**Alıştırma seti**
a) Agrobay direnişiyle ilgili metne göre şu soruların yanıtı nedir?
(i) Tarım-Sen üyesi işçiler hangi kodla tazminatsız işten atıldı?
(ii) İşçiler direnişlerini hangi iki ülkenin başkonsoloslukları önüne taşıdı?
(iii) Soruları ANF için yanıtlayan Tarım-Sen Yönetim Kurulu üyesi kim?
b) Agrobay direnişiyle ilgili metni son cümlesinden sonra sürdürebilir misiniz?

**Metin bölümü**
Bayburt Grup’a bağlı Agrobay Seracılık’ta sendikalı oldukları için Kod 46 ile tazminatsız işten atılan Tarım-Sen üyesi işçilerin direnişi, tüm gözaltı, baskı ve engellemelere rağmen kararlılıkla sürüyor.
Kadın işçilerin öncülüğünde devam eden direniş, aynı zamanda sermaye, devlet, siyaset, yargının iç içe geçmişliğini gözler önüne sermek açısından önemli bir örnek teşkil ediyor. 30 gündür tek bir muhatap bulamayan işçiler, direnişlerini Agrobay’ın domates ihraç ettiği ülkelerden Almanya ve Rusya Başkonsoloslukları önüne taşıdı.
Peki Avrupa’nın en büyük seracılık şirketi olmakla övünen Agrobay’da işçiler ne koşullarda çalışıyor? Kurdukları sömürü düzeninde hangi siyasi partiler onlara kol kanat geriyor? Kadın istihdamı reklamı vitrininin altında neler yaşanıyor? Direnişteki öncü işçilerden Tarım-Sen Yönetim Kurulu üyesi Ayten Yavuz, bu soruları ANF için yanıtladı.

**Kaynak alıntısı**
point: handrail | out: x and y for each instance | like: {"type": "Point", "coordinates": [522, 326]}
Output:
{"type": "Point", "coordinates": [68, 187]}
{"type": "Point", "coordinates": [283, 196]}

**Görev yanıtları**
a)
(i) Kod 46
(ii) Almanya ve Rusya
(iii) Ayten Yavuz

b)
‘HEM SİGORTASIZDIK HEM DE HAFTALIK TATİLİMİZ YOKTU’
Direnişteki Tarım-Sen üyesi işçisi Ayten Yavuz, Agrobay Seracılık’ta sendikalı olduğu için işten atılan 39 işçiden biri. 9 yaşından beri tarım işçiliği yapan Ayten Yavuz, Agrobay Hasan Şentürk yerleşkesindeki işleyişi iyi tanıyor.
2003-2005 ile 2017-2023 yılları arasında iki dönem buradaki seralarda çalışan AytenYavuz, sömürünün nasıl boyut değiştirerek derinleştiğinin hem tanığı hem mağduru. İki dönemi kıyaslayan Ayten Yavuz, “Agrobay Seracılık’ta ilk 2004 yılında çalıştım. Hasan Şentürk hayattaydı ve hem sigortasızdık hem de haftalık tatilimiz yoktu. O vefat ettikten sonra yönetimin kızı Arzu Şentürk Salık’a geçmesiyle bu durum zorunlu olarak değişti ama sömürü derinleşerek devam etti” diye konuştu.
’60 DERECEYE ÇIKAN SICAKLIKTA ÇALIŞIYORDUK’
Yıllar sonra 2017’de tekrar seracılıkta çalışmaya başlayan Ayten Yavuz, ancak 3 ay sonra sigortalı yapıldığına dikkat çekti.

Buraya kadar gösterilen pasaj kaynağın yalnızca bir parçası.